What this task involves – The entries should each be set down again precisely.

_____

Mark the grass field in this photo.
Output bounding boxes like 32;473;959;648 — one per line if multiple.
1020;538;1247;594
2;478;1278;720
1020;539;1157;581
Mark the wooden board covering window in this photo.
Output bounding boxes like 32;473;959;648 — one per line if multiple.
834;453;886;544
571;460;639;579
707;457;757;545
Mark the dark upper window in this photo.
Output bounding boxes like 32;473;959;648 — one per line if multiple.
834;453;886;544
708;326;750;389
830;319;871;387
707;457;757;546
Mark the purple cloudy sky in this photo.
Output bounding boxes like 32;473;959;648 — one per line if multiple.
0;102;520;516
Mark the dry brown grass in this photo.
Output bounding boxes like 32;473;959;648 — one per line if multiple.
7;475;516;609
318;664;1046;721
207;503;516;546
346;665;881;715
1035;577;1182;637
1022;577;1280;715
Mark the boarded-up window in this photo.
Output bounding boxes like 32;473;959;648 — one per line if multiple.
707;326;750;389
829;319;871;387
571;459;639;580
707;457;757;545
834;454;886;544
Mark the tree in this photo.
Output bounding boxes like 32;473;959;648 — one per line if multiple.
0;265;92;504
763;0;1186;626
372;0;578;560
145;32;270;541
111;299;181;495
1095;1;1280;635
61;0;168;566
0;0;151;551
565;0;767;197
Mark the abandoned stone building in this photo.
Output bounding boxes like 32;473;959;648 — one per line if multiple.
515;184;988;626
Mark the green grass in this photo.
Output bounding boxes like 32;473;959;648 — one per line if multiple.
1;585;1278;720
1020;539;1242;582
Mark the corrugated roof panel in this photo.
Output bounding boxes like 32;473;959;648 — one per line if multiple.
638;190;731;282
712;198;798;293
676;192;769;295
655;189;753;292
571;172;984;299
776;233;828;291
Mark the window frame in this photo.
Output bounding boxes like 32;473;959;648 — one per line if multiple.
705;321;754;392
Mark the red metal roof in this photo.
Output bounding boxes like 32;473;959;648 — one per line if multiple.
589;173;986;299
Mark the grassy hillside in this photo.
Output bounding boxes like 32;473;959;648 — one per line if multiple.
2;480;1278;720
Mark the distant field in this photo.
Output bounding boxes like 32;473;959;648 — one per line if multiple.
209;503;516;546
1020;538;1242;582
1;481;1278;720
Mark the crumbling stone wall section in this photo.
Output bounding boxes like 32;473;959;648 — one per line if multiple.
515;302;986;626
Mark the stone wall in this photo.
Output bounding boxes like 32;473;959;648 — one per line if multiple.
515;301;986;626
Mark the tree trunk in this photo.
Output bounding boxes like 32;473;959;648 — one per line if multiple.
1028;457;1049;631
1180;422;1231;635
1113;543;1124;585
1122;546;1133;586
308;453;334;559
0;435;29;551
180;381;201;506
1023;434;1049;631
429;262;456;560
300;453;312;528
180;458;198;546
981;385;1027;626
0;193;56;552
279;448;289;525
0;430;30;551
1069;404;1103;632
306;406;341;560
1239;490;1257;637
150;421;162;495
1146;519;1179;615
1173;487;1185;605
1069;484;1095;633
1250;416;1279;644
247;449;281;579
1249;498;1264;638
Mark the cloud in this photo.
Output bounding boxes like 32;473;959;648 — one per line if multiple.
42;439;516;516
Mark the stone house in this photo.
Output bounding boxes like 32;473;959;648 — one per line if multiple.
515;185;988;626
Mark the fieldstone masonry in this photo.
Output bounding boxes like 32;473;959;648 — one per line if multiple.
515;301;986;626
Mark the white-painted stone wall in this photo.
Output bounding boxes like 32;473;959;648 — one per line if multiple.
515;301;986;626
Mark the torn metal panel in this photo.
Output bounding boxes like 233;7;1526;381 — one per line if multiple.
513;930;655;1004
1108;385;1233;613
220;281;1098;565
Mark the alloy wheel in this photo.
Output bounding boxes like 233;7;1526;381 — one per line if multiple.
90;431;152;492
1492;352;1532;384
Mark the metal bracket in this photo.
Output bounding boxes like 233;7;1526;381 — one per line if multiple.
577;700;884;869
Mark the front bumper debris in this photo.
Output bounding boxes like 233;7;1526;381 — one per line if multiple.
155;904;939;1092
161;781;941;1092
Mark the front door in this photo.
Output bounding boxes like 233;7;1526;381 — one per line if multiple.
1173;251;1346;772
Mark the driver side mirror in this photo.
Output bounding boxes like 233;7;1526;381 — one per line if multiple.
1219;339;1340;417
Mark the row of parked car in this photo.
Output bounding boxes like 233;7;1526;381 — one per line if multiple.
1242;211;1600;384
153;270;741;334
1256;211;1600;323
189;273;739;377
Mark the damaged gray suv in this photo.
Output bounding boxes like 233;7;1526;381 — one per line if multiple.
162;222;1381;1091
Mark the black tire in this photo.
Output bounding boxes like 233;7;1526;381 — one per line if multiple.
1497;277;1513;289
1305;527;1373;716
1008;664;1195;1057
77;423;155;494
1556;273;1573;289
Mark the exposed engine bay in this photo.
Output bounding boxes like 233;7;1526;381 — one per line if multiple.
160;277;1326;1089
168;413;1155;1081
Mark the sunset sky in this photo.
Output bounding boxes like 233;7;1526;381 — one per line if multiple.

_____

Answer to this exercise –
Mark the grass field in this photo.
Output bounding boxes like 32;473;959;648 — one per line if multiple.
1020;538;1247;594
2;478;1278;720
1020;539;1157;581
Mark the wooden board covering window in this photo.
Output bounding boxes like 32;473;959;648 — one per line if multiple.
834;453;886;544
571;460;639;579
707;457;757;545
Mark the dark upper window in this photo.
Output bounding boxes like 32;473;959;648 — one per line if multiple.
834;453;886;544
708;326;750;389
830;319;871;387
707;457;757;546
Mark the purple cloudy sky in this photo.
Output bounding boxes like 32;473;959;648 — one per line if multiple.
0;102;520;516
Mark the dry brown grass in this photo.
Output bounding boxes like 32;473;959;648 — one per line if multiple.
7;475;516;609
318;664;1046;721
207;503;516;546
346;665;881;715
1035;577;1182;637
1022;577;1280;715
Mark the boarded-up window in this photo.
Output bounding boxes like 32;473;959;648 — one per line if multiple.
707;326;750;389
829;319;871;387
571;459;639;580
707;457;757;545
834;454;886;544
Mark the tree in this photo.
Output bounding boxes like 32;473;959;648 — one per line if multiple.
0;265;92;504
763;0;1186;626
372;0;578;560
145;32;270;541
111;299;181;495
1095;1;1280;635
61;0;168;566
0;0;151;551
565;0;767;197
Mark the abandoned stone building in this photo.
Output bounding boxes like 32;473;959;648 — one per line if multiple.
515;184;988;626
Mark the green grass in this photo.
Output bounding boxes like 32;473;959;648 — one per line if multiple.
1;585;1278;720
1020;539;1242;582
Mark the corrugated roof panel in this photo.
Output bounding boxes like 32;473;959;648 — one per line if multiple.
638;190;731;282
712;198;798;293
676;192;769;295
655;189;753;292
571;172;984;299
776;233;828;291
Mark the window frame in this photo.
Output bounding boxes like 32;473;959;648 — one per line if multiple.
705;321;754;392
Mark the red metal roof in this photo.
Output bounding boxes like 32;473;959;648 — one per line if multiple.
589;173;986;299
Mark the grassy hillside in this photo.
Output bounding boxes like 32;473;959;648 — one per line if multiple.
2;480;1278;720
Mark the distant field in this photo.
Output bounding boxes like 32;473;959;648 — one per line if multiple.
209;503;516;546
1020;538;1242;582
1;481;1278;720
Mark the crumbling stone wall section in this photo.
Output bounding boxes like 32;473;959;648 — one per line if multiple.
515;302;986;626
Mark the stone wall in this photo.
Output bounding boxes like 32;473;959;648 — one per line if multiple.
515;301;986;626
Mark the tree trunk in this photo.
Output bounding boxes like 32;473;959;648 — one per line if multiple.
1028;457;1049;631
1180;422;1231;635
1113;543;1124;585
1122;546;1133;586
308;453;334;559
0;435;29;551
180;381;201;506
1023;434;1049;631
429;262;456;560
300;453;312;528
180;458;198;546
981;385;1027;626
0;193;56;552
279;448;289;525
0;430;30;551
1069;404;1103;632
306;406;341;560
1239;490;1257;637
150;421;162;495
1146;519;1179;615
1173;487;1185;605
1069;484;1095;633
1250;416;1279;644
247;449;281;579
1249;498;1264;638
Mark the cloud in this photo.
Output bounding boxes like 32;473;959;648 — one per line if multiple.
42;439;516;516
Mark the stone house in this photo.
Output bounding boxes like 32;473;959;648 — one per line if multiple.
515;185;988;626
Mark the fieldstone masonry in this photo.
Output bounding boxes like 32;473;959;648 — one per line if multiple.
515;301;986;626
Mark the white-painted stone wall in this photo.
Output bounding boxes like 32;473;959;648 — one per line if multiple.
515;301;986;626
Mark the torn metal panel in this photo.
Output bounding boxes like 233;7;1526;381 — one per line if multiple.
513;930;655;1004
1108;385;1233;613
220;281;1098;565
Mark the alloy wheel in this photo.
Output bounding boxes like 233;7;1526;381 — one per line if multiple.
90;431;152;492
1492;352;1532;384
Mark the metal bracket in this photo.
Output bounding boxes like 233;7;1526;381 — one per line if multiple.
577;700;884;869
Mark the front bumper debris in this photo.
Output bounding boxes like 233;7;1526;381 — one per line if multiple.
155;904;939;1092
161;781;941;1092
Mark the front door in this photo.
Output bounding boxes like 233;7;1526;381 — one per line if multiple.
1173;251;1346;772
Mark the driver side mirror in this photo.
Output bounding boxes like 233;7;1526;381 — one per line if multiple.
1219;339;1340;417
Mark the row of parked car in this photo.
Output bounding boxes like 233;7;1526;381 — one per line if multiple.
1242;211;1600;384
153;270;741;334
1256;211;1600;323
189;273;739;377
Mark the damaged gray suv in this photo.
Output bounding boxes like 233;7;1526;381 — one per line if multiple.
162;222;1381;1091
Mark the black tire in this photo.
Output bounding boxes like 233;7;1526;381 — one per line if multiple.
1497;277;1513;289
1305;527;1373;716
1008;664;1195;1057
77;423;155;494
1556;273;1573;289
Mark the exposed engine bay in this photo.
Output bounding boxes like 233;7;1526;381 — one per line if multiple.
160;277;1326;1089
168;413;1155;1081
Mark the sunset sky in this photo.
Output bounding boxes like 233;7;1526;381 — one per line if multiple.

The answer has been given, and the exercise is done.